» **Exercise description**: Find the line that contains "this form: (953,367)." in the entries below. Output it and each later line exactly, and nothing else.
------------
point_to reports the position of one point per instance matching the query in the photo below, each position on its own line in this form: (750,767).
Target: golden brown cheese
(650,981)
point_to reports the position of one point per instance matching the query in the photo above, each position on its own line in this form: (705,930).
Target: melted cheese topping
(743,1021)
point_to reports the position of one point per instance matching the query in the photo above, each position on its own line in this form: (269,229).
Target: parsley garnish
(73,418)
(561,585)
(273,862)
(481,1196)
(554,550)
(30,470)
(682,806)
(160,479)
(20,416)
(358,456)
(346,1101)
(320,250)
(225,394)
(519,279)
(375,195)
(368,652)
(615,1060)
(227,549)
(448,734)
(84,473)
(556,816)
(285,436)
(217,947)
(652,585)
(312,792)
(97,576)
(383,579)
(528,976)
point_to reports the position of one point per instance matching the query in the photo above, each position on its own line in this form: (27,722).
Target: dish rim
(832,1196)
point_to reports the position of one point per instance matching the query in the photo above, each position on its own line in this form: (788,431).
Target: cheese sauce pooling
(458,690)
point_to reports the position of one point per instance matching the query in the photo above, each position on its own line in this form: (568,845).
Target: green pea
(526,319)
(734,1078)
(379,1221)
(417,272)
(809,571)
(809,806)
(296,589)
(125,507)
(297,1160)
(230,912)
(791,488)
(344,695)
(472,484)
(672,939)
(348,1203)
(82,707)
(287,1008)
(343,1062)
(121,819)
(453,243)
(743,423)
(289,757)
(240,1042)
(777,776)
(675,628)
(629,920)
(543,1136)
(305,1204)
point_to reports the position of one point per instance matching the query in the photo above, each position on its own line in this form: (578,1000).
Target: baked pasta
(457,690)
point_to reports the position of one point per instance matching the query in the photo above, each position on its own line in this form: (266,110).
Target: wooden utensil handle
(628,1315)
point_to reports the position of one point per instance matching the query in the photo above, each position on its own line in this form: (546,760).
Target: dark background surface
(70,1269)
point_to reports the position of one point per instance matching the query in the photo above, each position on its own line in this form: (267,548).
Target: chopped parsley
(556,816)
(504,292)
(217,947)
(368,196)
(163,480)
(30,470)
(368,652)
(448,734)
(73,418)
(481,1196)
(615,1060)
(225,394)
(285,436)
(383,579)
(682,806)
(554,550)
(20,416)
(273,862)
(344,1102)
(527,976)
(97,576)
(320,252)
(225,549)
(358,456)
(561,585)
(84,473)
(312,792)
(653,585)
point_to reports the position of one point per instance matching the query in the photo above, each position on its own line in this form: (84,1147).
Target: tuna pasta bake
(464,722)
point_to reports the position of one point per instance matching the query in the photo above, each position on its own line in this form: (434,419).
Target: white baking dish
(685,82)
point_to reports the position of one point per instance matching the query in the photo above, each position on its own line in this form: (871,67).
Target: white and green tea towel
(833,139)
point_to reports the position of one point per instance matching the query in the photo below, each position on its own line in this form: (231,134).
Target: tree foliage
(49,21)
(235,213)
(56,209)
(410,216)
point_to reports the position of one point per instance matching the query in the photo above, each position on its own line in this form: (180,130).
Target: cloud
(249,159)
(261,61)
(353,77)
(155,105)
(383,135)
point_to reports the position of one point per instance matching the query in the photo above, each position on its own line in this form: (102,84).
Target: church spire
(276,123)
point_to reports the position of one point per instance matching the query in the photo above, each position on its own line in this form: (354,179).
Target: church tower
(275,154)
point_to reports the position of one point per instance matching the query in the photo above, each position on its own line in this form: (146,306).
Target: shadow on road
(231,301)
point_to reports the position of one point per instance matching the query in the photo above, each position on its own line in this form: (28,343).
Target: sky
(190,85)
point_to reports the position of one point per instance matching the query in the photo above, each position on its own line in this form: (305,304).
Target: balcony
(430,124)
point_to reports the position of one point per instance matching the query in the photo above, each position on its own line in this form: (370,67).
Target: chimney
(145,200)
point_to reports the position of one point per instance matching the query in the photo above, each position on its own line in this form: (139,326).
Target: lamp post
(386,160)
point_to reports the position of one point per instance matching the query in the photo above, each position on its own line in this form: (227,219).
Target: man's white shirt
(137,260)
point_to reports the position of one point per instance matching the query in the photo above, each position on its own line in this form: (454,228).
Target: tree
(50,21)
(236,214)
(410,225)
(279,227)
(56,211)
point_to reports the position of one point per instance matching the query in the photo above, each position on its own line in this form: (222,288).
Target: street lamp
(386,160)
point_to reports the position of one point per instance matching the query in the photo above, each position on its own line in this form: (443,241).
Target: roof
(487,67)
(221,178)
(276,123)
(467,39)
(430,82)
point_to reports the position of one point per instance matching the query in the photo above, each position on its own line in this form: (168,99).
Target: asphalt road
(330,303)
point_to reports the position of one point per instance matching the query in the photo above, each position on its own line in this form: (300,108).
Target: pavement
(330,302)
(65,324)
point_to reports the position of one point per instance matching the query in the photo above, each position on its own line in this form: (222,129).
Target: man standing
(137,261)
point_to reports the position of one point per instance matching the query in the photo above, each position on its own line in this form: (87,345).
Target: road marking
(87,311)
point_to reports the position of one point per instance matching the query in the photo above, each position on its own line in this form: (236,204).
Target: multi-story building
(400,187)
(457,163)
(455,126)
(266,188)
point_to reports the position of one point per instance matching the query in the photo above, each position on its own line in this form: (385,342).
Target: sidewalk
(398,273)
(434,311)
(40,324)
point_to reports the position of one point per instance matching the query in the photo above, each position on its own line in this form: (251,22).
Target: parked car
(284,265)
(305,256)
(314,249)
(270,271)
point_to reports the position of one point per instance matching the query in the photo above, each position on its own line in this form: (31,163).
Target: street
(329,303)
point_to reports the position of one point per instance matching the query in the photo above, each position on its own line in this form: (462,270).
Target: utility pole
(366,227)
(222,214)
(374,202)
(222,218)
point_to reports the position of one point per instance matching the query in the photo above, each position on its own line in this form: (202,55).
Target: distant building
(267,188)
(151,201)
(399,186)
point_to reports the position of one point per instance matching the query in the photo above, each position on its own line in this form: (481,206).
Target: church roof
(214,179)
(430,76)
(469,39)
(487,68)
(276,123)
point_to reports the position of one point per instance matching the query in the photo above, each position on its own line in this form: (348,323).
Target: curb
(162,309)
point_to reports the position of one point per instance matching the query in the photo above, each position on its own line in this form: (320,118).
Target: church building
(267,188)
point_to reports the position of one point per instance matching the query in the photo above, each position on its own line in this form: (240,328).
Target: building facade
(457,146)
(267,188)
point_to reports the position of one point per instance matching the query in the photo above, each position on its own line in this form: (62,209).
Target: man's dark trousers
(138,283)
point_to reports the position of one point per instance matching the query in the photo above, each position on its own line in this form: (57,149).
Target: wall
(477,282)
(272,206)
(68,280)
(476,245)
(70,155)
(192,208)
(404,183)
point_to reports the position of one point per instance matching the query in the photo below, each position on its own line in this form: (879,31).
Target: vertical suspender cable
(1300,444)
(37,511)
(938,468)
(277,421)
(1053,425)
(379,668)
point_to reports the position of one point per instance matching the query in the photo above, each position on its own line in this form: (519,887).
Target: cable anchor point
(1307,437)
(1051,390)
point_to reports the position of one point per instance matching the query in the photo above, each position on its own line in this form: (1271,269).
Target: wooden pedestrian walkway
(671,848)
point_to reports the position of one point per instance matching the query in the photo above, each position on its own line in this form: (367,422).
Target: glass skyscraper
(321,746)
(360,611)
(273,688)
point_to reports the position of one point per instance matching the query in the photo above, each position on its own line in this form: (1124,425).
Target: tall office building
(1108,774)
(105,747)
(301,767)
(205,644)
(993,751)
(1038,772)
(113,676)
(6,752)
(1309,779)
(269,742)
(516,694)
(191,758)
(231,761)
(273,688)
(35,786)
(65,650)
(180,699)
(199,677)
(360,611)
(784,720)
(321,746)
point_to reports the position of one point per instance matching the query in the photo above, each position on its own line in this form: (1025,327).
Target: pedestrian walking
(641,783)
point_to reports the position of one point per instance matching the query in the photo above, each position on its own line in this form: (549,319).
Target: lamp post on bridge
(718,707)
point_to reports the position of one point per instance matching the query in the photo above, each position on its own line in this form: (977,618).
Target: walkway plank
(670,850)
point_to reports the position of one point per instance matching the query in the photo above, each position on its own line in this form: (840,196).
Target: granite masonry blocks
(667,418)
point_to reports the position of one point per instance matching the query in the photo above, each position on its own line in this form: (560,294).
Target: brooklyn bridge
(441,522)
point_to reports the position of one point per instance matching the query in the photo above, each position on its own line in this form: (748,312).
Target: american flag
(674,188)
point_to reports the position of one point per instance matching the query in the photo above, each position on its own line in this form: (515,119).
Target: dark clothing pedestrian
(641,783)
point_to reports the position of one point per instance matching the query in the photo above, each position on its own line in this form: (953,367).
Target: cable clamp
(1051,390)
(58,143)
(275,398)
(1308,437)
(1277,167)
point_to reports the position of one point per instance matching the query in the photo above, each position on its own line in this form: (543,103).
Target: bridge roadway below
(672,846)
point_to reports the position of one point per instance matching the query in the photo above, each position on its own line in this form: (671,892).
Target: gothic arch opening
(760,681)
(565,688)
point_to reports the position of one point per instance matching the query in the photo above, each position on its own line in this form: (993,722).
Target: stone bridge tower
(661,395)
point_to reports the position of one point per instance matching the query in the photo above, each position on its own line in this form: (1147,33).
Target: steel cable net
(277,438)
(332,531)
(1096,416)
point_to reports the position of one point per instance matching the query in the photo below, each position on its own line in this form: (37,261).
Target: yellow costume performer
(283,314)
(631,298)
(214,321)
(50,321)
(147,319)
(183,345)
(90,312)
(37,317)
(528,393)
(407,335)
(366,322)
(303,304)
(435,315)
------------
» **Output of the exercise**:
point_to reports the position of one point per instance matching the query in the photo above, each position on its own line in this form: (953,367).
Target: cable clamp
(1051,390)
(58,143)
(275,398)
(1308,437)
(1277,167)
point_to reports the position of one point per instance matching the query in the photo above, each position on its own line in this form: (543,103).
Target: bridge roadway below
(672,846)
point_to reports the position of one point per instance matching the query in the photo above, each position on its own line in this form: (671,892).
Target: gothic arch opening
(760,681)
(565,688)
point_to reports the position of one point per instance matching the query in the photo above, each position on its own line in this form: (993,722).
Target: stone bridge tower
(661,395)
point_to reports the position of one point per instance matching the query in the photo above, each position on its own line in this form: (1147,33).
Target: steel cable net
(277,438)
(332,531)
(1096,416)
point_to reports the position of one point per instance matching the query in the photo below, each position on its own line in this form: (37,261).
Target: yellow costume performer
(283,314)
(631,298)
(214,321)
(50,321)
(147,319)
(183,345)
(90,312)
(37,317)
(528,393)
(407,335)
(366,322)
(303,304)
(435,315)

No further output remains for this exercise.